In general relativity, Regge calculus is a formalism for producing simplicial approximations of spacetimes that are solutions to the Einstein field equation.  The calculus was introduced by the Italian theoretician Tullio Regge in 1961.

Overview
The starting point for Regge's work is the fact that every four dimensional time orientable Lorentzian manifold admits a triangulation into simplices.  Furthermore, the spacetime curvature can be expressed in terms of deficit angles associated with 2-faces where arrangements of 4-simplices meet.  These 2-faces play the same role as the vertices where arrangements of triangles meet in a triangulation of a 2-manifold, which is easier to visualize.  Here a vertex with a positive angular deficit represents a concentration of positive Gaussian curvature, whereas a vertex with a negative angular deficit represents a concentration of negative Gaussian curvature.

The deficit angles can be computed directly from the various edge lengths in the triangulation, which is equivalent to saying that the Riemann curvature tensor can be computed from the metric tensor of a Lorentzian manifold.  Regge showed that the vacuum field equations can be reformulated as a restriction on these deficit angles.  He then showed how this can be applied to evolve an initial spacelike hyperslice according to the vacuum field equation.

_ _ _ _ _ _ _

EXERCISE A:
Filter the entries below, keeping only the lines that contain the string "green", and copy each of those lines in full.

[Point labeling entries]
_ _ _ _ _ _ _

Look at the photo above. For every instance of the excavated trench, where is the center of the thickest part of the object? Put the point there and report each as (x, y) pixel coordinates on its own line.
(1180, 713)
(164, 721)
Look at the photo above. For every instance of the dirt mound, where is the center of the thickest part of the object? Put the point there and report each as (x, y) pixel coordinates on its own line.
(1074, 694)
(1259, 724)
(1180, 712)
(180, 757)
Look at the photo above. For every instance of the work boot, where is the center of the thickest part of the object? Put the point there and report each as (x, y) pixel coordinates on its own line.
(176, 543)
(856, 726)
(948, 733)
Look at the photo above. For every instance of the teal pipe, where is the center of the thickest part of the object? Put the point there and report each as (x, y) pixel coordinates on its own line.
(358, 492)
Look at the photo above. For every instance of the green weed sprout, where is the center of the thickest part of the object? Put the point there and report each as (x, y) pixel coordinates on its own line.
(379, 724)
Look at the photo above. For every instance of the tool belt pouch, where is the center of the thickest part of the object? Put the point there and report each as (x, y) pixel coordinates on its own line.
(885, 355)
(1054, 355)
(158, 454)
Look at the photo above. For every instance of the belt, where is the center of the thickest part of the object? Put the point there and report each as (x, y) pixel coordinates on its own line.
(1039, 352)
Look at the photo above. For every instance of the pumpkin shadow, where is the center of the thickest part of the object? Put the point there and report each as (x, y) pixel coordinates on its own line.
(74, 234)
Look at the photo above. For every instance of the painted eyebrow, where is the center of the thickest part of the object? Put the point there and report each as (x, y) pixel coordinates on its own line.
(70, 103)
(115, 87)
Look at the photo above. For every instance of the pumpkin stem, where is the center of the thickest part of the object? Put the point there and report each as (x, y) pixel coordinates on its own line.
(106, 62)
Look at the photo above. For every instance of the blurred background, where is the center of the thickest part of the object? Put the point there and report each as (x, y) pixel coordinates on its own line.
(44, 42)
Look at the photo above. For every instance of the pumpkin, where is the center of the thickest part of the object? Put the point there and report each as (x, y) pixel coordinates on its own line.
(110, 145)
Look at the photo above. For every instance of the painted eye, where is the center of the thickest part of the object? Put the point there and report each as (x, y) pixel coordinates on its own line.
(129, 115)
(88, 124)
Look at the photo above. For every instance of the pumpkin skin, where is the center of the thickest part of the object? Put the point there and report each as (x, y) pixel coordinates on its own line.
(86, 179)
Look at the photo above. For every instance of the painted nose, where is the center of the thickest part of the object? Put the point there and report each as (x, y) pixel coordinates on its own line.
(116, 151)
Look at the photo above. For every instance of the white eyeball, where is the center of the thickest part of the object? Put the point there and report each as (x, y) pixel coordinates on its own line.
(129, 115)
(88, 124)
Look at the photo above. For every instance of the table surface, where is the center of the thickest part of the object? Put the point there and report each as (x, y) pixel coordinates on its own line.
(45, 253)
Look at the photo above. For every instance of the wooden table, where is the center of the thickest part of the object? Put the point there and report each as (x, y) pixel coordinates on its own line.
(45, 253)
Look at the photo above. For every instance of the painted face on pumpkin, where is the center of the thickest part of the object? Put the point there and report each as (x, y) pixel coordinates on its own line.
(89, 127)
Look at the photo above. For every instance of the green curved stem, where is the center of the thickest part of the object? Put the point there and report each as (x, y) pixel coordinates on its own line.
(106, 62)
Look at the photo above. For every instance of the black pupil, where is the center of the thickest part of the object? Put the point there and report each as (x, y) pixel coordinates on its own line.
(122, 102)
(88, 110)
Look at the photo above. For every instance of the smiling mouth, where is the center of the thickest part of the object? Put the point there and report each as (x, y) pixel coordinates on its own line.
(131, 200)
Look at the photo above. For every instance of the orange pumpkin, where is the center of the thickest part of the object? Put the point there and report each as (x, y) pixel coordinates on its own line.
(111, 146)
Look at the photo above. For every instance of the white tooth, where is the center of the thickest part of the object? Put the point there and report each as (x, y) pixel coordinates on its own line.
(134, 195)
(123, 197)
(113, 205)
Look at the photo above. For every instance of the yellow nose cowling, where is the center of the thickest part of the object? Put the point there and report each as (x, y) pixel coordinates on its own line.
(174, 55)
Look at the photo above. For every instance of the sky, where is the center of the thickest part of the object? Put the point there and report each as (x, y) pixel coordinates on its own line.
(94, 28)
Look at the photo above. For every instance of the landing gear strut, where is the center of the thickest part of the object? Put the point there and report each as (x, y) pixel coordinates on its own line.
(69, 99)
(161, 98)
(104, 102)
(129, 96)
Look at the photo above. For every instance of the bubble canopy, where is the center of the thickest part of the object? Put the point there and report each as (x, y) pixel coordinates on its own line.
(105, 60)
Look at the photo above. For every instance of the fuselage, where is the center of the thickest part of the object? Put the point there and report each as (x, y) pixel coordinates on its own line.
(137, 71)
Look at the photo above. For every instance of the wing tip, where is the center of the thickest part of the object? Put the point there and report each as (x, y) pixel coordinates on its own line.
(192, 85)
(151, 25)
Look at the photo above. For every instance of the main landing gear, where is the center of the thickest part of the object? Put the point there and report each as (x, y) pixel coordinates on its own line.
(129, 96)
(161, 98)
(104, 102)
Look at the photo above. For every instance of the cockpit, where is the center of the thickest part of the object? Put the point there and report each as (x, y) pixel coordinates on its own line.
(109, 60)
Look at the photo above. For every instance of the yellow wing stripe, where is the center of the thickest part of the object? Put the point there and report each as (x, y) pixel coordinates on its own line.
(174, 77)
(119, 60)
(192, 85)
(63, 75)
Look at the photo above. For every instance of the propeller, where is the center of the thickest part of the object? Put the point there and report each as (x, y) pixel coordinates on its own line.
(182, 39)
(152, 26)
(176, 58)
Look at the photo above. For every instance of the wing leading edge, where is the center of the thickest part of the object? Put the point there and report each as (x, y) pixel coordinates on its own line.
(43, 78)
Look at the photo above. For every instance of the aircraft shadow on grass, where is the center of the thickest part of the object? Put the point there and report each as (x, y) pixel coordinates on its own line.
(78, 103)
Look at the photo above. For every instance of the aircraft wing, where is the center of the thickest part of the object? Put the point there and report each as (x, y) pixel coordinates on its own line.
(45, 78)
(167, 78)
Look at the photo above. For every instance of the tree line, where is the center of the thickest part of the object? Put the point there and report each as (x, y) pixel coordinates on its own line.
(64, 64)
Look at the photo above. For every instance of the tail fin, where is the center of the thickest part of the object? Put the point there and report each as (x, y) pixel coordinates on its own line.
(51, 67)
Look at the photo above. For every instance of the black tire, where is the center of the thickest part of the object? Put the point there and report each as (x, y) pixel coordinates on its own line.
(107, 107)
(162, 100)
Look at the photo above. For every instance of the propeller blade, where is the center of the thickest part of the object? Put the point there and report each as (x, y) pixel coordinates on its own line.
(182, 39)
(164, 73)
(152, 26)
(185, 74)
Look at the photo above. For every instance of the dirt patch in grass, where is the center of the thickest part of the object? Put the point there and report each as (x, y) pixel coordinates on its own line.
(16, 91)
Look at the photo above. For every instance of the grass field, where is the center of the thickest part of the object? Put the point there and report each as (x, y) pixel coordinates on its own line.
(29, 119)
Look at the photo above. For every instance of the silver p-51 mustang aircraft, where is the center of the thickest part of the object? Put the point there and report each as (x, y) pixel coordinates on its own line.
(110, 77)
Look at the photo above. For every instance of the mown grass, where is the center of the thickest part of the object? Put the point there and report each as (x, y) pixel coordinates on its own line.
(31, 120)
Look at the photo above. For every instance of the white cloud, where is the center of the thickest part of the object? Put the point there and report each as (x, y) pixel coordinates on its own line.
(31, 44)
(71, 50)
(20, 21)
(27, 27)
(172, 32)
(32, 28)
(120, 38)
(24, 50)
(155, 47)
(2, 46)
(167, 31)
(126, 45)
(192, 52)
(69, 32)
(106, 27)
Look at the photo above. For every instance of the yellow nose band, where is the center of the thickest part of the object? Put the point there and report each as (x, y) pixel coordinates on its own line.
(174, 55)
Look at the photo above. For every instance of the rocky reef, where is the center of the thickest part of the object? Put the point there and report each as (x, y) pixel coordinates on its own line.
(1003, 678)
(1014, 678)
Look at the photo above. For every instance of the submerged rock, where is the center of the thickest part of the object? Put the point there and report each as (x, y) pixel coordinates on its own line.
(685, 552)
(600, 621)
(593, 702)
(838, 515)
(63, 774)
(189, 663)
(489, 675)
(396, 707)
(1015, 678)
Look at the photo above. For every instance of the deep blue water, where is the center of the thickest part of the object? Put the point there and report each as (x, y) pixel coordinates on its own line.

_ _ _ _ _ _ _

EXERCISE B:
Extract the Regge calculus passage above and reproduce it in full, word for word.

REPLY A:
Look at the photo above. For every instance of the green weed sprout, where is the center of the thickest part of the object? Put the point there and report each as (x, y) pixel coordinates on its own line.
Look at the photo above. For every instance of the green curved stem, where is the center of the thickest part of the object? Put the point there and report each as (x, y) pixel coordinates on its own line.

REPLY B:
In general relativity, Regge calculus is a formalism for producing simplicial approximations of spacetimes that are solutions to the Einstein field equation.  The calculus was introduced by the Italian theoretician Tullio Regge in 1961.

Overview
The starting point for Regge's work is the fact that every four dimensional time orientable Lorentzian manifold admits a triangulation into simplices.  Furthermore, the spacetime curvature can be expressed in terms of deficit angles associated with 2-faces where arrangements of 4-simplices meet.  These 2-faces play the same role as the vertices where arrangements of triangles meet in a triangulation of a 2-manifold, which is easier to visualize.  Here a vertex with a positive angular deficit represents a concentration of positive Gaussian curvature, whereas a vertex with a negative angular deficit represents a concentration of negative Gaussian curvature.

The deficit angles can be computed directly from the various edge lengths in the triangulation, which is equivalent to saying that the Riemann curvature tensor can be computed from the metric tensor of a Lorentzian manifold.  Regge showed that the vacuum field equations can be reformulated as a restriction on these deficit angles.  He then showed how this can be applied to evolve an initial spacelike hyperslice according to the vacuum field equation.